**TASKS TO COMPLETE**
**A.** In the passage about the professors shoving Bishop out of the room, why do they barricade the door with the conference table?
**B.** Continue the passage about the professors inside the windowless room after the attack, starting right after its last sentence.
[TEXT SHOWN Boundary: Start]
When Moriarty reached
the door at last, jerked it wide open, and called for help to anyone who
might’ve been nearby, her five uninjured colleagues were suddenly on their feet
too; and they all joined her in shoving their would be assassin into the hallway,
swiftly locking the blood-soaked-and brain-spattered Bishop on the other side
of the door and barricading it with the conference table in the event she tried
to reenter.
Inside the windowless
room, safe, at least for the moment, the professors took in the scope of the
horror Bishop had just rendered, located a cellphone and dialed 911 to report
it, and then, relieved to know that help was on the way, set up triage for their
injured comrades, having only paper napkins and their own clothes to stanch the
bleeding with.
No Hollywood movie could
prepare them for such a scene of carnage. There was blood everywhere they
looked. On the floor. On the chairs. On the ceiling. On the walls.
[TEXT SHOWN Boundary: End]
[SUPPLIED DATA Boundary: Start]
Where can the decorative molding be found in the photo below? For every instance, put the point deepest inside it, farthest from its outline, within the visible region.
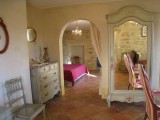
(130, 11)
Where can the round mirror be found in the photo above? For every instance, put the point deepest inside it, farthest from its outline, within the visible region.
(31, 35)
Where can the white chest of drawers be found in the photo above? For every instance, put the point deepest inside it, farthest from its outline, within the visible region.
(45, 81)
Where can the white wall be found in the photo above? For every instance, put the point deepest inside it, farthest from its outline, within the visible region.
(56, 19)
(15, 61)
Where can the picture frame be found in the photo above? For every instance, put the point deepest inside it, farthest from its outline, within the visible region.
(144, 31)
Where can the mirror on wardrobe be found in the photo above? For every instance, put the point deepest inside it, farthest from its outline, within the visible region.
(130, 31)
(129, 37)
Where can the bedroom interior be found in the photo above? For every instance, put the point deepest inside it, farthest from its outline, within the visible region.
(53, 47)
(78, 49)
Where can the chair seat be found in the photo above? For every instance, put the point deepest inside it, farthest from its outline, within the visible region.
(28, 110)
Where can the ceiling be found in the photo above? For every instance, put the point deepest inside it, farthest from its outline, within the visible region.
(55, 3)
(82, 24)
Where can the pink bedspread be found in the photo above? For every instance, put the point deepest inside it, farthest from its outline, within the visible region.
(73, 71)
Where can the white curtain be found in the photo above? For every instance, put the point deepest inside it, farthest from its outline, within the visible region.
(96, 41)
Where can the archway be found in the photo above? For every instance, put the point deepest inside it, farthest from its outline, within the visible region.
(62, 60)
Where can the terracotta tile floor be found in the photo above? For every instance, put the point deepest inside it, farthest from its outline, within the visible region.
(82, 102)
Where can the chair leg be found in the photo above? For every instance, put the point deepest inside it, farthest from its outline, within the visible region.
(129, 85)
(44, 114)
(145, 117)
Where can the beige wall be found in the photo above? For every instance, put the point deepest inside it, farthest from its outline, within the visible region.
(15, 61)
(56, 20)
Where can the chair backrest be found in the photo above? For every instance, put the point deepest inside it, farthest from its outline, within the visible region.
(151, 107)
(132, 78)
(130, 60)
(15, 92)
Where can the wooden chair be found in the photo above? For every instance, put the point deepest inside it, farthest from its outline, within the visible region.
(134, 79)
(152, 107)
(17, 101)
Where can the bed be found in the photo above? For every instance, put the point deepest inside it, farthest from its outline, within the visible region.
(73, 72)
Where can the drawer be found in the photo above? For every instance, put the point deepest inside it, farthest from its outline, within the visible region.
(47, 94)
(46, 86)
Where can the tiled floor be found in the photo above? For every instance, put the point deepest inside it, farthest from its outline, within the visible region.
(82, 102)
[SUPPLIED DATA Boundary: End]
**YOUR WRITTEN ANSWERS**
**A.** They barricade it in case Bishop tries to reenter the room after they shove her into the hallway and lock the door.

**B.**
Mortally wounded 52-year-old
Podila, the popular head of the biology department, lay comatose in a pool of his
own blood. He would die very shortly from that hemorrhage.
Professors Davis and
Johnson too would never recover from the injuries they sustained; each were
slowly succumbing to them and, likewise, would both be dead soon.
Of the other three
victims, Cruz-Vera’s injuries were to prove the least life-threatening, but the
bullet that struck assistant Monticciolo had passed through her right cheek and
out her left temple. In its devastatingly destructive journey it ripped into her
left eye, leaving her permanently blinded on that side. It also shattered her sinus
cavity and some of her teeth, sending fragments of bone and enamel down into
her airway, and maiming her for life.
Victim Leahy had a
complex assortment of head wounds, primarily a network of facial fractures that
would later require wiring his jaw shut and the installation of a protective
plate to the frontal portion of his skull which had been totally decimated. Compromised
in this manner, he would develop additional health complications from the
disfigurement much further down the line, but that’s not uncommon in such
casualties. When bullets meet bone they cause long-lasting damage.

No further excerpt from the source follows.